Excerpt to read:
----

A pangolin carries its baby at a zoo in Bali, Indonesia. Delegates at a U.N. wildlife conference have voted to ban commercial trade in all eight species of pangolin.
Firdia Lisnawati
A pangolin carries its baby at a zoo in Bali, Indonesia. Delegates at a U.N. wildlife conference have voted to ban commercial trade in all eight species of pangolin.

Commercial trade of the pangolin, the aardvark-like mammal that is the world's most-trafficked animal, has been officially banned by the international body responsible for regulating the international trade of endangered species.

On Monday, delegates to a meeting in Johannesburg of the Convention on International Trade in Endangered Species of Wild Fauna and Flora (CITES) voted to approve the strictest protections available under international law — moving the pangolin into a category reserved for species "threatened with extinction."

The ban comes on the heels of a motion earlier this month by the World Conservation Congress to focus attention on the pangolin trade.

In her reporting on the animal, NPR's Jackie Northam described it this way: "The pangolin is about the size of a raccoon and looks like an artichoke with legs. Its head and body are covered with an armor of thorny scales, giving it the appearance of a reptile. When a pangolin is scared, it curls up into a tight ball."

As Jackie reported last year, international demand for all eight species of pangolin has been rising:

"All eight species of this animal, which is found over large parts of Africa and Asia, are facing extinction, according to Jonathan Baillie, a pangolin specialist at the in London.

" 'The demand for the pangolins is actually in China and Vietnam,' he says. 'And the Asian pangolin, particularly the Chinese pangolin, has basically been wiped out.'

"The animal has long been prized for its scales, which are used in traditional Chinese medicine. But Baillie says nowadays, pangolin meat is considered a luxury item by a growing middle class in Vietnam and China.

----

Record excerpts:
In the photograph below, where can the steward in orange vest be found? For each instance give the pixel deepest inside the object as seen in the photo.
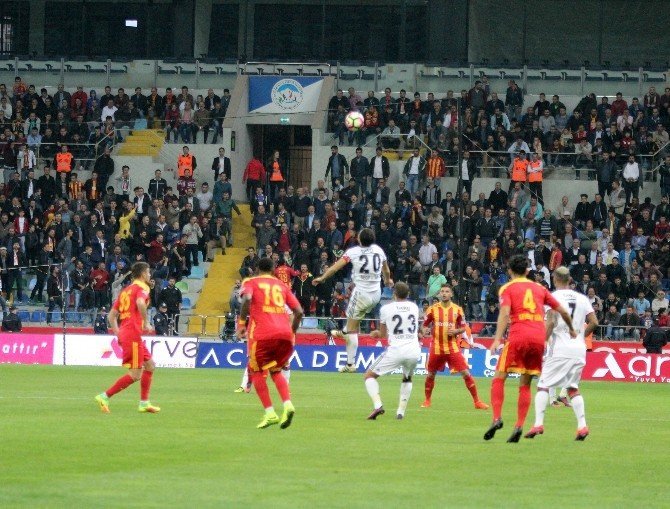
(185, 162)
(64, 162)
(518, 170)
(535, 169)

----

Answer these questions from the pangolin article.
(a) In which city did the CITES delegates meet when they voted on the ban?
(b) What animal does the article compare the pangolin to in size?
(c) In which two countries does the article say the demand for pangolins lies?

Output for this exercise:
(a) Johannesburg
(b) A raccoon
(c) China and Vietnam